(Text block begins)
While ChatGPT rejects prompts it recognizes as explicitly illegal or nefarious, users have found they can evade its guardrails fairly easily.

Even as ChatGPT's creators continually work to stop jailbreaking prompts that bypass the app's controls, users will inevitably keep pushing its boundaries and finding new workarounds. Consider the Reddit group that has repeatedly tricked ChatGPT into roleplaying a fictional AI persona -- named DAN, short for "Do Anything Now" -- that responds to queries without ethical constraints.

2. Phishing and other social engineering attacks

One in five data breaches involves social engineering, according to Verizon's "2022 Data Breach Investigations Report." Generative AI will likely make this persistent problem a lot worse, with many cybersecurity leaders bracing for more -- and more sophisticated -- phishing attacks in the future.

Thanks to the rich data set ChatGPT references, perpetrators who use it have a much higher likelihood of waging successful social engineering campaigns. Clunky writing, misspellings and grammar mistakes often alert users to attempted phishing attacks. But, with generative AI, cybercriminals can instantaneously generate highly convincing text, customize it to target specific victims -- i.e., spear phishing -- and tailor it to fit various mediums, such as email, direct messages, phone calls, chatbots, social media commentary and spurious websites. Attackers could even use ChatGPT's output, in conjunction with AI-based voice-spoofing and image generation software, to create sophisticated deepfake phishing campaigns.

3. Exposure of sensitive data

Without proper security education and training, ChatGPT users could inadvertently put sensitive information at risk. Over the course of a single week in early 2023, employees at the average 100,000-person company entered confidential business data into ChatGPT 199 times, according to research from data security vendor Cyberhaven.

Users may not realize that, rather than keeping their input private, the publicly available version of ChatGPT uses it to learn and respond to future requests. Note: Enterprise-level ChatGPT API integrations may maintain data privacy.

The Cyberhaven researchers suggested, for example, the following scenario: Imagine an executive asks ChatGPT to create PowerPoint slides for an internal presentation and copy-pastes a corporate strategy document into the app for reference. Future ChatGPT queries about the company's strategic priorities -- possibly even from users at rival firms -- could elicit details directly from the private corporate strategy document the executive shared.

4. More skilled cybercriminals

Generative AI will likely have many positive educational benefits, such as improving training for entry-level security analysts. On the flip side of the coin, however, ChatGPT may also give aspiring malicious hackers a way to efficiently and effectively build their skills.
(Text block ends)
(Listed entries begins)
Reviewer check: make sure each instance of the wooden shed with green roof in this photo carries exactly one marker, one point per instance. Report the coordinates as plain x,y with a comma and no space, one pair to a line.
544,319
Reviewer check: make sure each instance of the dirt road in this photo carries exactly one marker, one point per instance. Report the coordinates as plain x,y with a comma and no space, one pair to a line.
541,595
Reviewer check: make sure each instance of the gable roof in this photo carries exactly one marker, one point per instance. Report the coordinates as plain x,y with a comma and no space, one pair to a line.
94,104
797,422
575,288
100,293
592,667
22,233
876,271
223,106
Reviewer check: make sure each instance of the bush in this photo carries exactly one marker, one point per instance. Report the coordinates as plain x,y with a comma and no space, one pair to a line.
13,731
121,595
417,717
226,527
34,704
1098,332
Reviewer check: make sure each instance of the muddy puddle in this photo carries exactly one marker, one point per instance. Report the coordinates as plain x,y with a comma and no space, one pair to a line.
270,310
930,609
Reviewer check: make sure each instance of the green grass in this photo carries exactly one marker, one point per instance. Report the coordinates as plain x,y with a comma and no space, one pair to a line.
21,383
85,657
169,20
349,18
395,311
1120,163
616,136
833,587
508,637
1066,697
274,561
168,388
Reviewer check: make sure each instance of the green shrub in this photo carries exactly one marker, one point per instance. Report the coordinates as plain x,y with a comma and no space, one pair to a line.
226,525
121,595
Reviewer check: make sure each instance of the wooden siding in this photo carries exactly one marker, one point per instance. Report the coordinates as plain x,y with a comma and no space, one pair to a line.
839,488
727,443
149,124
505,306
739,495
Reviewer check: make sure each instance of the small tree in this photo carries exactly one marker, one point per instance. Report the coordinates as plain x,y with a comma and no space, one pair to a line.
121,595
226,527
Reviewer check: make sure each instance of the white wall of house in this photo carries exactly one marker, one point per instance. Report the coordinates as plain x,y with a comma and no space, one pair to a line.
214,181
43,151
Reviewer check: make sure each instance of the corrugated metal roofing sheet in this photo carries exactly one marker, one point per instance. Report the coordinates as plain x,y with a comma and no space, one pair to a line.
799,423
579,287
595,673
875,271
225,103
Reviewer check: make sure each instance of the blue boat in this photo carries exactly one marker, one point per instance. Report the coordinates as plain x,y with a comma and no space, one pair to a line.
(Listed entries ends)
**Exercise requirements:** Decide whether each statement below agrees with the text on ChatGPT security risks, answering yes or no and quoting the deciding words from the text: (a) One in five data breaches involves social engineering. (b) The publicly available version of ChatGPT keeps user input private. (c) Employees at the average 100,000-person company entered confidential business data into ChatGPT 199 times over a single month.

**Answer area:**
(a) Yes: "One in five data breaches involves social engineering"
(b) No: "rather than keeping their input private, the publicly available version of ChatGPT uses it to learn and respond to future requests"
(c) No: "Over the course of a single week in early 2023, employees at the average 100,000-person company entered confidential business data into ChatGPT 199 times"